Exercise details:
The listing below should be printed exactly, though its pictures must not be.

Given information:

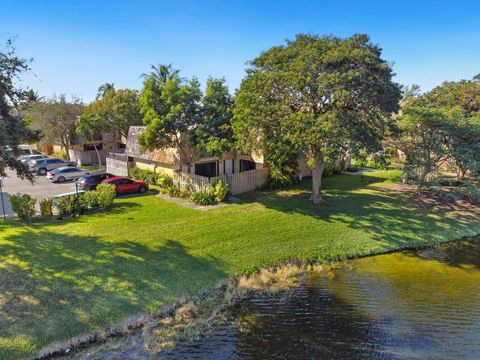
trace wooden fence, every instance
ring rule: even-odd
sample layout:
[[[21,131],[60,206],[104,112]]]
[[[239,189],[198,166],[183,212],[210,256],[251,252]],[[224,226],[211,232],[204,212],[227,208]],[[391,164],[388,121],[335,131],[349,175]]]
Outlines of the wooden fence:
[[[243,171],[235,174],[222,174],[211,178],[177,172],[173,176],[174,183],[182,189],[190,187],[193,191],[205,189],[209,185],[215,185],[219,180],[228,184],[231,195],[243,194],[263,187],[267,182],[268,169]]]

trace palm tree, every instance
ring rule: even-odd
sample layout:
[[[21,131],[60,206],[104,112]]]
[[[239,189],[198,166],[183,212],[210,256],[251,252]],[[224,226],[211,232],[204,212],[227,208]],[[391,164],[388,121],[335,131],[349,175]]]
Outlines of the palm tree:
[[[29,103],[36,103],[43,99],[45,99],[45,96],[40,96],[38,91],[33,91],[33,89],[28,90],[26,93],[26,100]]]
[[[480,84],[480,74],[477,74],[473,77],[473,82],[476,82],[477,84]]]
[[[172,64],[158,66],[150,65],[150,73],[143,73],[141,76],[147,80],[153,78],[158,84],[165,84],[168,80],[179,79],[180,70],[172,67]]]
[[[115,90],[115,84],[114,83],[105,83],[102,84],[98,87],[97,91],[97,99],[100,99],[105,96],[105,94],[109,91],[114,91]]]

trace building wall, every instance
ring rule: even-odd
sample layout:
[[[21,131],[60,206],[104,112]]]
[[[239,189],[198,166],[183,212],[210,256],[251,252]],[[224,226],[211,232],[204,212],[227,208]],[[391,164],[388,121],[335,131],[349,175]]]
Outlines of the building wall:
[[[133,166],[147,171],[156,172],[157,174],[165,174],[168,176],[173,176],[177,170],[173,164],[163,164],[157,162],[146,162],[140,159],[134,159]]]

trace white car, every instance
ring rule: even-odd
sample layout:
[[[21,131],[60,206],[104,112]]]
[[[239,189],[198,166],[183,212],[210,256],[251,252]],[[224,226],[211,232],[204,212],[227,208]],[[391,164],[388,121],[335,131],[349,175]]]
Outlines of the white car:
[[[29,145],[19,145],[20,156],[27,156],[27,155],[42,155],[40,151],[35,149],[33,146]]]
[[[47,173],[47,179],[52,182],[63,183],[65,180],[77,180],[82,176],[90,175],[91,171],[71,166],[65,166],[51,170]]]

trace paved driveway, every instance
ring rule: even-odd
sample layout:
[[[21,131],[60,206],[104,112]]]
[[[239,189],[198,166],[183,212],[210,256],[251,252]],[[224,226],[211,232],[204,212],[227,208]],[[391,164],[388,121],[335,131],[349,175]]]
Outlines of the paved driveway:
[[[15,172],[7,170],[7,177],[2,179],[3,202],[5,205],[5,212],[7,216],[13,215],[8,196],[16,193],[29,194],[38,200],[47,197],[53,197],[58,194],[75,191],[75,182],[66,181],[62,184],[52,183],[45,176],[36,176],[35,182],[32,185],[27,180],[22,180],[17,177]],[[0,216],[3,215],[2,205],[0,202]]]

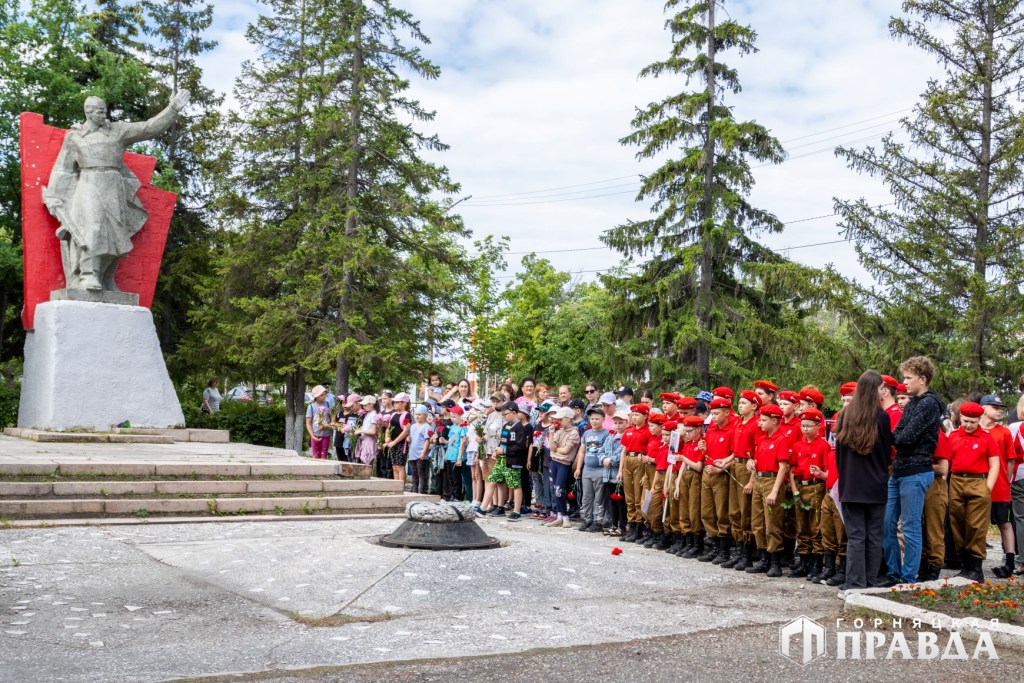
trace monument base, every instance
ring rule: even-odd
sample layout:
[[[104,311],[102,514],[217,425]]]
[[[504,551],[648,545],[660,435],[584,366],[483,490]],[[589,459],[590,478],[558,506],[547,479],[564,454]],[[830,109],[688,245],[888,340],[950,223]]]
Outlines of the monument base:
[[[132,292],[94,292],[88,289],[55,289],[50,301],[92,301],[98,304],[138,306],[139,295]]]
[[[140,306],[58,300],[36,306],[25,337],[18,427],[109,431],[180,427],[153,314]]]

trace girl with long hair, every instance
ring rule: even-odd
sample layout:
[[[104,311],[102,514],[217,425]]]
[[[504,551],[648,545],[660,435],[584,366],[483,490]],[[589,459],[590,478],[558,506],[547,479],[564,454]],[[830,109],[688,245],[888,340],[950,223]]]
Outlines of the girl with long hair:
[[[878,402],[882,376],[868,370],[857,380],[853,400],[836,418],[839,500],[846,523],[844,589],[879,585],[892,426]]]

Answer box:
trace wooden fence, every instance
ring rule: even-odd
sample layout:
[[[21,131],[60,206],[104,112]]]
[[[239,189],[198,166],[183,212],[210,256],[251,252]],[[224,226],[211,232],[204,212],[227,208]],[[391,164],[388,121],[335,131],[349,175]]]
Outlines of the wooden fence:
[[[243,171],[235,174],[222,174],[211,178],[177,172],[173,176],[174,183],[182,189],[190,187],[193,191],[205,189],[209,185],[215,185],[219,180],[228,184],[231,195],[243,194],[263,187],[267,182],[268,169]]]

trace palm tree, every instance
ring rule: even-odd
sample layout:
[[[21,131],[60,206],[104,112]]]
[[[239,189],[198,166],[183,212],[210,256],[251,252]],[[224,226],[211,232],[204,212],[227,208]],[[391,164],[388,121],[335,131],[349,175]]]
Outlines of the palm tree:
[[[29,103],[36,103],[43,99],[45,99],[45,96],[40,96],[38,91],[33,91],[33,89],[28,90],[26,93],[26,100]]]
[[[480,84],[480,74],[477,74],[473,77],[473,82],[476,82],[477,84]]]
[[[172,64],[158,66],[150,65],[150,73],[143,73],[141,76],[147,80],[153,78],[158,84],[165,84],[168,80],[179,79],[180,70],[172,67]]]
[[[115,90],[115,84],[114,83],[105,83],[102,84],[98,87],[97,91],[97,99],[100,99],[105,96],[105,94],[109,91],[114,91]]]

trace building wall, every instance
ring rule: even-odd
sample layout:
[[[21,131],[60,206],[104,112]]]
[[[239,189],[198,166],[183,212],[210,256],[251,252]],[[224,226],[211,232],[204,212],[227,208]],[[391,164],[388,121],[335,131],[349,175]]]
Outlines of the building wall:
[[[133,166],[147,171],[156,172],[157,174],[165,174],[168,176],[173,176],[177,170],[173,164],[163,164],[157,162],[146,162],[140,159],[134,159]]]

trace white car, every instance
ring rule: even-odd
sample layout:
[[[21,131],[60,206],[104,112]]]
[[[239,189],[198,166],[183,212],[210,256],[251,252]],[[224,226],[211,232],[204,212],[227,208]],[[391,164],[388,121],[335,131],[349,175]]]
Outlines of the white car:
[[[29,145],[19,145],[20,156],[27,156],[27,155],[42,155],[40,151],[35,149],[33,146]]]
[[[47,173],[47,179],[52,182],[63,183],[65,180],[77,180],[82,176],[90,175],[91,171],[71,166],[65,166],[51,170]]]

trace paved driveway, every instance
ring rule: even-odd
sample layout:
[[[21,131],[60,206],[104,112]]]
[[[239,189],[198,166],[183,212],[210,256],[251,252]],[[224,226],[211,232],[204,212],[227,208]],[[391,164],[388,121],[335,131],[349,175]]]
Outlines of the paved driveway:
[[[15,172],[7,170],[7,177],[2,179],[3,202],[5,205],[5,212],[7,216],[13,215],[8,196],[16,193],[29,194],[38,200],[47,197],[53,197],[58,194],[75,191],[75,182],[66,181],[62,184],[52,183],[45,176],[36,176],[35,182],[32,185],[27,180],[22,180],[17,177]],[[0,216],[3,215],[2,205],[0,202]]]

trace monument base, every instance
ring rule: even-odd
sample layout:
[[[104,311],[102,514],[217,425]]]
[[[504,551],[648,545],[660,435],[584,366],[483,490]],[[589,459],[590,478],[558,506],[547,479],[564,454]],[[830,109],[688,245],[888,340],[950,223]]]
Outlines of the monument base:
[[[132,292],[94,292],[88,289],[55,289],[50,301],[92,301],[98,304],[138,306],[139,295]]]
[[[140,306],[58,300],[36,306],[25,337],[18,427],[109,431],[180,427],[153,314]]]

trace girl with long hair, every instance
ring rule: even-odd
sample layout:
[[[104,311],[102,514],[217,425]]]
[[[504,551],[648,545],[660,435],[584,366],[483,490]],[[589,459],[590,478],[558,506],[547,479],[564,454]],[[830,109],[688,245],[888,340],[950,223]]]
Outlines of the girl with long hair:
[[[878,402],[882,376],[868,370],[857,380],[853,400],[836,418],[839,500],[846,523],[844,589],[879,585],[892,426]]]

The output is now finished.